Work to be completed:
Omit the pictures and output exactly the lines from the start of the entries through the line containing "blue arrow sign.".
========================================================================
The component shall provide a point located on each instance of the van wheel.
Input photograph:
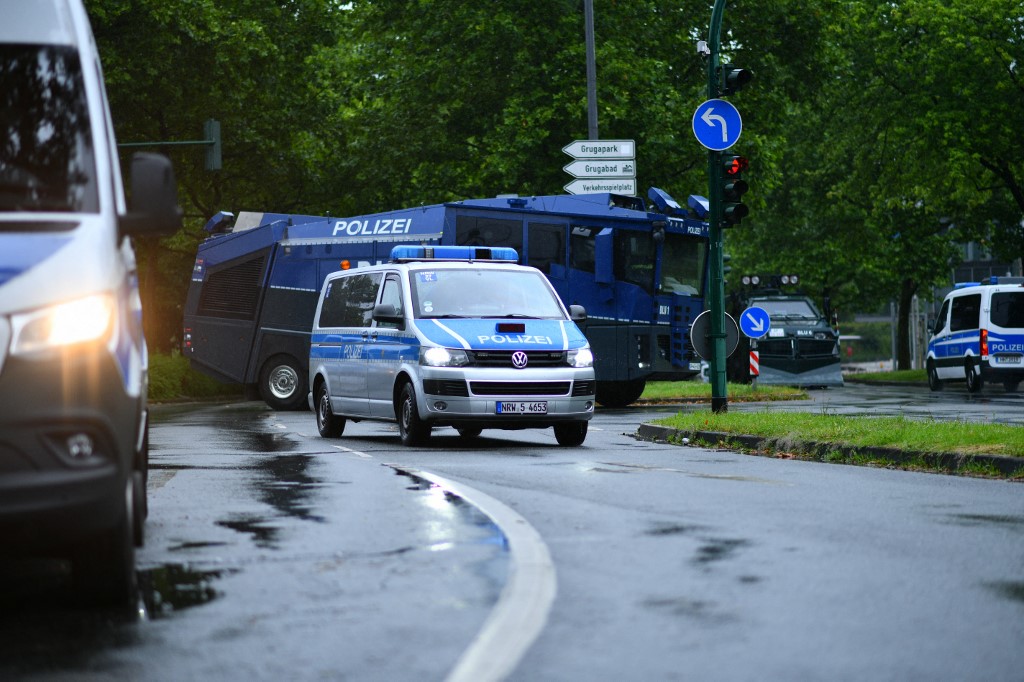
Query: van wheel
(283, 383)
(329, 424)
(570, 434)
(974, 380)
(103, 567)
(414, 430)
(933, 377)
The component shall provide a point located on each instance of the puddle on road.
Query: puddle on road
(174, 587)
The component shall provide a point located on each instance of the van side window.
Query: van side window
(940, 322)
(391, 294)
(349, 301)
(966, 312)
(1008, 309)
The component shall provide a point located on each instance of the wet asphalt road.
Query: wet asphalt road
(273, 554)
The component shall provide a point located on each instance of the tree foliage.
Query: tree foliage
(880, 132)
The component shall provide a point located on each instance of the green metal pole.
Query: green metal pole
(716, 293)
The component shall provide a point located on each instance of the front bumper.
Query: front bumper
(456, 396)
(68, 433)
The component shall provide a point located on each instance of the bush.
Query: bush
(171, 378)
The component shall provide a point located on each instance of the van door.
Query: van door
(352, 303)
(389, 343)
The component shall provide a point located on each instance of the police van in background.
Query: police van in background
(450, 336)
(73, 360)
(978, 336)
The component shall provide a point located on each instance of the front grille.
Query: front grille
(519, 387)
(583, 388)
(811, 347)
(504, 357)
(450, 387)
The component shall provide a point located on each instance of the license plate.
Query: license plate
(521, 409)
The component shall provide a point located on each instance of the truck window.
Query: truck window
(582, 248)
(349, 301)
(682, 264)
(233, 292)
(547, 246)
(472, 230)
(48, 162)
(1008, 309)
(635, 258)
(966, 310)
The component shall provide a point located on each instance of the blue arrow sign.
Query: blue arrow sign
(755, 322)
(717, 124)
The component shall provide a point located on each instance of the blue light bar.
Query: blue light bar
(407, 253)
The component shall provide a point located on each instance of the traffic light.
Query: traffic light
(733, 187)
(732, 79)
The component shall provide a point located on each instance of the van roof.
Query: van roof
(39, 22)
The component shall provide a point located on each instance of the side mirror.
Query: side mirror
(154, 205)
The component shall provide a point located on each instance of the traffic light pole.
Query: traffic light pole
(716, 284)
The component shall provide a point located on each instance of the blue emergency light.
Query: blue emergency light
(408, 253)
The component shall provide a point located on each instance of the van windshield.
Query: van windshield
(483, 293)
(46, 151)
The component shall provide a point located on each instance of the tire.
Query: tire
(570, 434)
(414, 431)
(933, 377)
(974, 380)
(283, 383)
(329, 424)
(620, 393)
(103, 567)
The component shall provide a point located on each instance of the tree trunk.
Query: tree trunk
(906, 292)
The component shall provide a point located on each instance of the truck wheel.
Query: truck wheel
(620, 393)
(283, 383)
(414, 430)
(329, 424)
(933, 377)
(974, 380)
(103, 567)
(570, 434)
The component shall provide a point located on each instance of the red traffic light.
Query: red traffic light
(735, 165)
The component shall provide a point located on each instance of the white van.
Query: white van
(979, 336)
(73, 360)
(450, 336)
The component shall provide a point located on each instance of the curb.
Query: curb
(827, 452)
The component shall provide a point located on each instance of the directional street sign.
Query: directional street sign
(620, 186)
(717, 124)
(601, 168)
(755, 322)
(601, 148)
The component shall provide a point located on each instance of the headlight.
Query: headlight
(581, 357)
(443, 357)
(75, 322)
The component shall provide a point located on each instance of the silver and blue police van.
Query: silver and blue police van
(74, 416)
(450, 336)
(978, 336)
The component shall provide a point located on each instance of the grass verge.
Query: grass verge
(962, 446)
(685, 391)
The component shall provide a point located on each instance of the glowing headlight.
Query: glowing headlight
(581, 357)
(443, 357)
(75, 322)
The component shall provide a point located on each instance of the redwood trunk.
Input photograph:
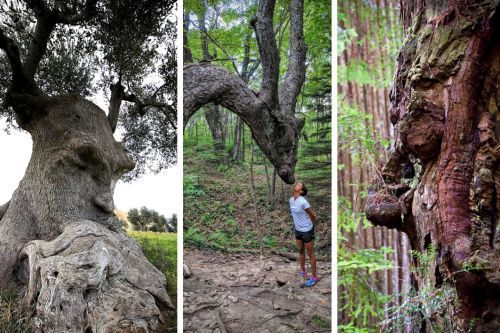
========================================================================
Solution for this exercise:
The component shall provide a point located on each instance of the van wheel.
Input photograph:
Query: van wheel
(283, 383)
(329, 424)
(570, 434)
(974, 380)
(103, 567)
(414, 430)
(933, 377)
The component shall provide a point located on each instance of the puddle on road.
Query: puddle on road
(174, 587)
The component shall provide a point located on each instance of the van side window.
Query: van side window
(940, 322)
(391, 294)
(349, 301)
(966, 312)
(1008, 309)
The component shall provide a point located on each instance of the wet asphalt road.
Query: wet asphalt road
(273, 554)
The component shall provide a point located on each instance of the tree foliage.
Query: tree foliage
(880, 132)
The component shall provide a point located on each instance of the green metal pole.
Query: green metal pole
(716, 293)
The component shall provide a point located on each instance of the front bumper.
Query: front bumper
(456, 396)
(68, 433)
The component shall provide a point located on each instance of the bush.
Query: bush
(171, 378)
The component shall provide a point located on each instance of the van door.
Query: van door
(352, 303)
(389, 343)
The component shall provide a point located on each instance of the police van in background.
Query: police van in background
(450, 336)
(73, 360)
(978, 336)
The component shall provide a point located on each instance of the front grille.
Query: front grille
(519, 387)
(583, 388)
(811, 347)
(504, 357)
(450, 387)
The component shall provide a point located on each instance of the license plate.
Query: license plate
(521, 409)
The component shall provide a point located on each instance of the truck window.
Query: truck window
(582, 248)
(349, 301)
(682, 264)
(233, 292)
(547, 246)
(472, 230)
(48, 162)
(1008, 309)
(635, 258)
(966, 310)
The component shall provide a point located on each instance of the blue arrow sign.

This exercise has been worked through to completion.